## Documento:
----------------------------------------
A ascensão de Julani de afiliado da Al-Qaeda a um líder “moderado” reconhecido pelo Ocidente exemplifica como a geopolítica supera a ideologia. Por anos, o Ocidente fingiu combater o terrorismo enquanto alavancava Julani e sua vasta rede terrorista ligada à Al-Qaeda e ao ISIS para desestabilizar a Síria
Bem a tempo para a conquista relâmpago da Síria pelo braço da Al-Qaeda, Hayat Tahrir al-Sham (HTS) , uma campanha de relações públicas ocidental foi lançada para renomear o líder do grupo terrorista, Abu Mohammad al-Julani.
A BBC garantiu aos seus leitores que Julani, agora comumente conhecido como Ahmed al-Sharaa – que é seu nome verdadeiro – havia se “reinventado”, enquanto o Telegraph insistiu que o ex-vice-líder do ISIS, Abu Bakr al-Baghdadi, agora é “amigo da diversidade”.
----------------------------------------
[Itens de uma fonte de dados]
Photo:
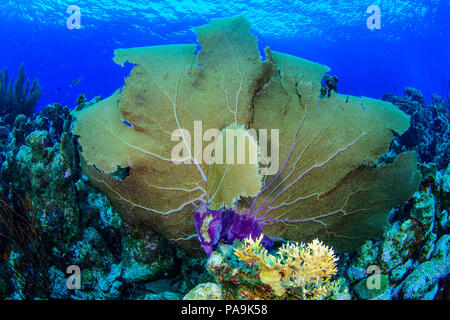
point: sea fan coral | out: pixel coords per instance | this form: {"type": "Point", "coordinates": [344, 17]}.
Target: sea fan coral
{"type": "Point", "coordinates": [304, 269]}
{"type": "Point", "coordinates": [326, 186]}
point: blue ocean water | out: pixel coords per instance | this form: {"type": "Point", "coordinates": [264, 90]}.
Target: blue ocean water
{"type": "Point", "coordinates": [411, 47]}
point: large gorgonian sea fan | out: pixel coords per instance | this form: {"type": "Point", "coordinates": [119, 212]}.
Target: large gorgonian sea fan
{"type": "Point", "coordinates": [327, 185]}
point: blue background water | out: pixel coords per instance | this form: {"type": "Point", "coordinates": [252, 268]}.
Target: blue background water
{"type": "Point", "coordinates": [412, 48]}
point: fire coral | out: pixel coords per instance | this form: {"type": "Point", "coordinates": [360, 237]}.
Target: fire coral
{"type": "Point", "coordinates": [328, 185]}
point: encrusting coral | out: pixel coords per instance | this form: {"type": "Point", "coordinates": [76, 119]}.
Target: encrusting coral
{"type": "Point", "coordinates": [327, 184]}
{"type": "Point", "coordinates": [305, 269]}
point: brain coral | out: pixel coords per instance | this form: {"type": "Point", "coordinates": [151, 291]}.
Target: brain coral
{"type": "Point", "coordinates": [327, 185]}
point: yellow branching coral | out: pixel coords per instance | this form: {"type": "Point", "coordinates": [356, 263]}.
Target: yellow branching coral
{"type": "Point", "coordinates": [304, 269]}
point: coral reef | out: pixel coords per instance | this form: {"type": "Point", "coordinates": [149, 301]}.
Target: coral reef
{"type": "Point", "coordinates": [429, 133]}
{"type": "Point", "coordinates": [117, 260]}
{"type": "Point", "coordinates": [20, 98]}
{"type": "Point", "coordinates": [247, 270]}
{"type": "Point", "coordinates": [325, 183]}
{"type": "Point", "coordinates": [412, 258]}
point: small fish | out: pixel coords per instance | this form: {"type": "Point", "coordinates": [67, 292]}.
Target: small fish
{"type": "Point", "coordinates": [76, 81]}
----------------------------------------
## O que fazer:
(a) Reproduza fielmente o trecho do texto sobre Julani que vai de "A ascensão de" até "Abu Mohammad al-Julani.".
(b) De acordo com o texto sobre Julani, qual é o nome verdadeiro do líder do Hayat Tahrir al-Sham?

## Resultados:
(a)
A ascensão de Julani de afiliado da Al-Qaeda a um líder “moderado” reconhecido pelo Ocidente exemplifica como a geopolítica supera a ideologia. Por anos, o Ocidente fingiu combater o terrorismo enquanto alavancava Julani e sua vasta rede terrorista ligada à Al-Qaeda e ao ISIS para desestabilizar a Síria
Bem a tempo para a conquista relâmpago da Síria pelo braço da Al-Qaeda, Hayat Tahrir al-Sham (HTS) , uma campanha de relações públicas ocidental foi lançada para renomear o líder do grupo terrorista, Abu Mohammad al-Julani.

(b) Ahmed al-Sharaa.